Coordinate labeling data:
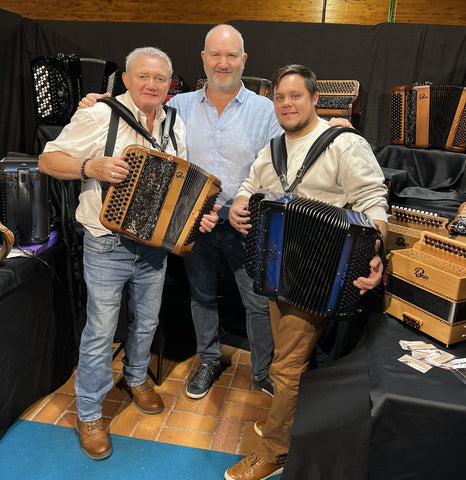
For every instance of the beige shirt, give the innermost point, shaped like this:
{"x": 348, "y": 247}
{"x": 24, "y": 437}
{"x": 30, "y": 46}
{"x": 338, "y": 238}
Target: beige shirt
{"x": 346, "y": 174}
{"x": 86, "y": 135}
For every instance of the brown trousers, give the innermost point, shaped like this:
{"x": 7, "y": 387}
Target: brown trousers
{"x": 295, "y": 334}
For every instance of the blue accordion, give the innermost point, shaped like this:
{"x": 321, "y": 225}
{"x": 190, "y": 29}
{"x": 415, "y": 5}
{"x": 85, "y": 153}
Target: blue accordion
{"x": 307, "y": 253}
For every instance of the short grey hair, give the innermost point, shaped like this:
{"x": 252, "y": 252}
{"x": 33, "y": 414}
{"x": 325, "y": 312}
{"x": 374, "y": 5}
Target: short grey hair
{"x": 227, "y": 27}
{"x": 148, "y": 52}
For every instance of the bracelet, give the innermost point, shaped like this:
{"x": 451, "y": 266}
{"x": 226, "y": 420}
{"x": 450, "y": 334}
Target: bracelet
{"x": 82, "y": 168}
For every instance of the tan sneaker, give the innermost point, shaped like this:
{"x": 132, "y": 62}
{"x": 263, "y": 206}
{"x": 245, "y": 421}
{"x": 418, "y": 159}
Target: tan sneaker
{"x": 259, "y": 426}
{"x": 93, "y": 439}
{"x": 253, "y": 467}
{"x": 144, "y": 397}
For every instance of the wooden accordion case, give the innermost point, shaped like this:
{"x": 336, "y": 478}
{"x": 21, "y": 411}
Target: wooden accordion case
{"x": 338, "y": 98}
{"x": 307, "y": 253}
{"x": 429, "y": 116}
{"x": 162, "y": 201}
{"x": 426, "y": 287}
{"x": 406, "y": 225}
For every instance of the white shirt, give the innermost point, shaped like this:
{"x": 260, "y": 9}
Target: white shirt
{"x": 85, "y": 137}
{"x": 346, "y": 174}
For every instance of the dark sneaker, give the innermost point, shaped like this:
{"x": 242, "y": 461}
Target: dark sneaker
{"x": 266, "y": 385}
{"x": 253, "y": 467}
{"x": 202, "y": 380}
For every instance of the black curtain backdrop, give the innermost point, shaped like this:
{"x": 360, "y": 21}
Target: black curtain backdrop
{"x": 380, "y": 57}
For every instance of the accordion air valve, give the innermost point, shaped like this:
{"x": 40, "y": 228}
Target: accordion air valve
{"x": 308, "y": 253}
{"x": 161, "y": 202}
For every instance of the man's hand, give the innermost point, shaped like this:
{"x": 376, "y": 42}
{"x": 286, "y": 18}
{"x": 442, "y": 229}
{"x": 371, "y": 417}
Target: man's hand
{"x": 209, "y": 220}
{"x": 91, "y": 99}
{"x": 239, "y": 215}
{"x": 338, "y": 122}
{"x": 108, "y": 169}
{"x": 374, "y": 278}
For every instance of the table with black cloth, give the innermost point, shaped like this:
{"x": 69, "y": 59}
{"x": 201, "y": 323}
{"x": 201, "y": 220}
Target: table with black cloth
{"x": 37, "y": 340}
{"x": 369, "y": 416}
{"x": 432, "y": 180}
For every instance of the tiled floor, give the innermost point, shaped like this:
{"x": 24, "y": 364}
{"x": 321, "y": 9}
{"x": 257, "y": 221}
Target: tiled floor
{"x": 223, "y": 420}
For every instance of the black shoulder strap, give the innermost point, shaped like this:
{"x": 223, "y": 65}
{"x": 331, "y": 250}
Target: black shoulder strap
{"x": 128, "y": 117}
{"x": 167, "y": 126}
{"x": 279, "y": 154}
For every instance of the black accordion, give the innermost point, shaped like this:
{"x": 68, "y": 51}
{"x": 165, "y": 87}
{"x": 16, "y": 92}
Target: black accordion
{"x": 61, "y": 81}
{"x": 429, "y": 116}
{"x": 161, "y": 202}
{"x": 307, "y": 253}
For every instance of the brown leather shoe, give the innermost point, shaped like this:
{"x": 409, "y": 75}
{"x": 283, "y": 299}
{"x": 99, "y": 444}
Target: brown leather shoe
{"x": 93, "y": 439}
{"x": 253, "y": 467}
{"x": 144, "y": 397}
{"x": 259, "y": 426}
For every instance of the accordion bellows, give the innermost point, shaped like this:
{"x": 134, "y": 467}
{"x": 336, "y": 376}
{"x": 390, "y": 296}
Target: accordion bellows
{"x": 308, "y": 253}
{"x": 429, "y": 116}
{"x": 162, "y": 201}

DIRECTIONS: Please give everything from the line containing "For every instance of the tiled" down through the end of the records again, replacing "innermost point" with "central point" and leaving the rest unchanged.

WORKED SOLUTION:
For every instance of the tiled floor, give the central point, shaped like this:
{"x": 24, "y": 364}
{"x": 321, "y": 9}
{"x": 257, "y": 221}
Target: tiled floor
{"x": 223, "y": 420}
For every instance of the black shoulder strap, give the central point, shaped like this:
{"x": 223, "y": 65}
{"x": 331, "y": 250}
Target: black shoulder strap
{"x": 128, "y": 117}
{"x": 167, "y": 126}
{"x": 279, "y": 154}
For every instance of the black accordion, give the central point, shaped like this:
{"x": 68, "y": 51}
{"x": 165, "y": 87}
{"x": 16, "y": 92}
Target: black accordion
{"x": 61, "y": 81}
{"x": 429, "y": 116}
{"x": 161, "y": 202}
{"x": 307, "y": 253}
For every instance of the brown leather shoe, give the central point, shaped like this:
{"x": 409, "y": 75}
{"x": 283, "y": 299}
{"x": 99, "y": 444}
Target: brown leather shoe
{"x": 93, "y": 439}
{"x": 253, "y": 467}
{"x": 144, "y": 397}
{"x": 259, "y": 426}
For every instance of the accordion bellows, give the central point, shaped like this:
{"x": 134, "y": 467}
{"x": 336, "y": 376}
{"x": 390, "y": 296}
Target: accordion bellows
{"x": 308, "y": 253}
{"x": 429, "y": 116}
{"x": 162, "y": 201}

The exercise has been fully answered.